What is asked =
Give back exactly the lines that run from the line containing "[point] every instance of the glass" through the end of the listing below. Leave out every other line.

-- START --

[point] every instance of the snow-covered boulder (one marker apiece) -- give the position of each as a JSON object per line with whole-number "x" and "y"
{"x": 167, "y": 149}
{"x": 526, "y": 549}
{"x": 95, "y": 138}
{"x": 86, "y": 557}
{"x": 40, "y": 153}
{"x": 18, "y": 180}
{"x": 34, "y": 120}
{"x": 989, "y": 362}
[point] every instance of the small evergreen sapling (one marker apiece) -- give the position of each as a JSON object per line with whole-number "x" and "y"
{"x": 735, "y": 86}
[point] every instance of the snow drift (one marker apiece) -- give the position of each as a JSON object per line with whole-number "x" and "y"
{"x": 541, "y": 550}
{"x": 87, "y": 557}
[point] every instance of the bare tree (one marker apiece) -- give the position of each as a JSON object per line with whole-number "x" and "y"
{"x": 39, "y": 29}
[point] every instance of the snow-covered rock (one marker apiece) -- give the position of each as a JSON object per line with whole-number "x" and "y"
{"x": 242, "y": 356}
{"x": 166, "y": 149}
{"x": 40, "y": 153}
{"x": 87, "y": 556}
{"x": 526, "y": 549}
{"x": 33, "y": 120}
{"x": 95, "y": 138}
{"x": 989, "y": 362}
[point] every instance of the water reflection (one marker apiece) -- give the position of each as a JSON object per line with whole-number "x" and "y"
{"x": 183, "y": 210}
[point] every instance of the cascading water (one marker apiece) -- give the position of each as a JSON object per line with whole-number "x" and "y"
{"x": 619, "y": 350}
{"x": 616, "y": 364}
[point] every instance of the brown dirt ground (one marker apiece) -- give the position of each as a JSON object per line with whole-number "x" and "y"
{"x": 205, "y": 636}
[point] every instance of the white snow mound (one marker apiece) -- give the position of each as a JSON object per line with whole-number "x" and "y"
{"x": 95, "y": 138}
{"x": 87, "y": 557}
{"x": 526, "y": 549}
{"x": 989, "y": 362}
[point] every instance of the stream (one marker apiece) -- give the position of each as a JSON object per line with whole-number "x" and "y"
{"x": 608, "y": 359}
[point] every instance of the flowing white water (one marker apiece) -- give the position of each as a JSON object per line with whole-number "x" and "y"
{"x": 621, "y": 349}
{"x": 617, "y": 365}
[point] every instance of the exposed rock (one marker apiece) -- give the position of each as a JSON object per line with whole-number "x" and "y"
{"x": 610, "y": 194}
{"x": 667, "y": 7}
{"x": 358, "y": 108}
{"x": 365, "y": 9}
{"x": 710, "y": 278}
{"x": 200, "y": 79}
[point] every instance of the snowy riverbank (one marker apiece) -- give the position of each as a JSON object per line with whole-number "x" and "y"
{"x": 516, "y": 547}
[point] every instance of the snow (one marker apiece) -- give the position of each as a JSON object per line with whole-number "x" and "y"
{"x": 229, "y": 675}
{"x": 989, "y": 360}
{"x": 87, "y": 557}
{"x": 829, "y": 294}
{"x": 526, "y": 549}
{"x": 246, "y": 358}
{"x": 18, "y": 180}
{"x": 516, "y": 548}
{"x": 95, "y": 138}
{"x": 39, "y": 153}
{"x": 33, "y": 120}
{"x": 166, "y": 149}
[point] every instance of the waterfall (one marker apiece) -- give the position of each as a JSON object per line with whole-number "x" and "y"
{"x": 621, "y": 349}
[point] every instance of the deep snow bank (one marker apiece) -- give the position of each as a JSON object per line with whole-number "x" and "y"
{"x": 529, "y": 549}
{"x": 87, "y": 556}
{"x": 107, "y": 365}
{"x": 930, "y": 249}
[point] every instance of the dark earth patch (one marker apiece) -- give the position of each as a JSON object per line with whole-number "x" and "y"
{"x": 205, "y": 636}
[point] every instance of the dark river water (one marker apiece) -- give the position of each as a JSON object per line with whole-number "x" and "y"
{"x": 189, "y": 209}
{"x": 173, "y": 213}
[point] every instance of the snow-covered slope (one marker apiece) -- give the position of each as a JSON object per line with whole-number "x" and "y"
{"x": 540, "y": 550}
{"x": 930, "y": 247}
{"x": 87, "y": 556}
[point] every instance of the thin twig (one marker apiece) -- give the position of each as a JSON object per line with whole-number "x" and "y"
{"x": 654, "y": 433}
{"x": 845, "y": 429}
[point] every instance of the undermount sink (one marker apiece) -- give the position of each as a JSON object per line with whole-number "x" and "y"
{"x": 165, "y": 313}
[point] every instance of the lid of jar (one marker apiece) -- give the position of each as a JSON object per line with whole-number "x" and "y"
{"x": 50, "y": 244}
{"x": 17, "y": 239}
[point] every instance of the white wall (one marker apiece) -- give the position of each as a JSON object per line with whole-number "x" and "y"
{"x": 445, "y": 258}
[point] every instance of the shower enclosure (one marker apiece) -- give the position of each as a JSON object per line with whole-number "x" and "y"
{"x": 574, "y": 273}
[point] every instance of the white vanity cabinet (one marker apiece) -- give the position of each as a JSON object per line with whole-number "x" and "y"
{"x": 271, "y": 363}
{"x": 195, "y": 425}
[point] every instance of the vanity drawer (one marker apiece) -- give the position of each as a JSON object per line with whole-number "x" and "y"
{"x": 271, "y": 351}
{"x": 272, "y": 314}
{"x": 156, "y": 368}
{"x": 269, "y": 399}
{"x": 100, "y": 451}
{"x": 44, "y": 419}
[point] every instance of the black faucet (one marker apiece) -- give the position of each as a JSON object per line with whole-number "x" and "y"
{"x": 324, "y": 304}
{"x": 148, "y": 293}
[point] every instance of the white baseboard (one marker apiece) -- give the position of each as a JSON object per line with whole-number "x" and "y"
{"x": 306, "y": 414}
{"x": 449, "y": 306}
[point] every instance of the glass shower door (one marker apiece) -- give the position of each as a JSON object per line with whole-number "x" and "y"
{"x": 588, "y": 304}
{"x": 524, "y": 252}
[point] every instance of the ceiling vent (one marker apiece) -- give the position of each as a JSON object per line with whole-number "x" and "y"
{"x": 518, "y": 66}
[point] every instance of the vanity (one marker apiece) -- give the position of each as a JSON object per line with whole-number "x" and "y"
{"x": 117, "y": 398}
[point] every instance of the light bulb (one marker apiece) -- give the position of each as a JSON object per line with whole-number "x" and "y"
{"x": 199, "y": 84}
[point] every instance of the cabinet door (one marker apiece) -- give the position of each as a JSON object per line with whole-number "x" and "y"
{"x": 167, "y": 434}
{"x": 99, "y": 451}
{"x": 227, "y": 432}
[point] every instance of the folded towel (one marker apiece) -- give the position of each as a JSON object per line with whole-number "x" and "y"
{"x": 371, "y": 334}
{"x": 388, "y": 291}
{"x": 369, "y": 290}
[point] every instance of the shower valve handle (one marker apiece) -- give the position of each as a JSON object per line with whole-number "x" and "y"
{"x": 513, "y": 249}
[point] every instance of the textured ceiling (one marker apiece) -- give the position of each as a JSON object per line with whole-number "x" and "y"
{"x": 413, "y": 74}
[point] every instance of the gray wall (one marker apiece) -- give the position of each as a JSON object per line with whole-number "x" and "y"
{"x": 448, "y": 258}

-- END --

The reply =
[point] every instance of the glass shower door (one marker apiece) -- give the position of each as a JSON object per line with whole-number "x" and "y"
{"x": 588, "y": 304}
{"x": 524, "y": 252}
[point] every instance of the ceiling vent (one marker apiece) -- give the position of each as a JSON object per line with whole-number "x" and "y"
{"x": 518, "y": 66}
[point] every instance of the vanity (one marker apiece) -- give the position of each as a JSON object per line with whole-number "x" and "y"
{"x": 117, "y": 398}
[point] every instance of the light bulb (one marker apiece) -- give the position of each as a JSON object per line with whole-number "x" and "y"
{"x": 199, "y": 84}
[point] every instance of the cabinet door (one marker apiece) -- give the position of each as a JSON object per line with whole-number "x" and "y"
{"x": 167, "y": 434}
{"x": 99, "y": 451}
{"x": 227, "y": 432}
[point] every instance of the folded towel (one marker apiece) -- give the position of each as a JSON object per line with whole-number "x" and "y"
{"x": 371, "y": 334}
{"x": 388, "y": 291}
{"x": 369, "y": 290}
[point] every instance of the shower valve handle (one marker apiece) -- give the position of each as a JSON object per line with whole-number "x" and "y"
{"x": 513, "y": 249}
[point] every instance of the textured ceiling (one marker apiece) -- give the position of each as a JSON object per line with whole-number "x" and "y"
{"x": 413, "y": 74}
[point] every instance of the gray wall (one marker apiece) -- give the position of each as a JSON object per line with whole-number "x" and "y"
{"x": 448, "y": 258}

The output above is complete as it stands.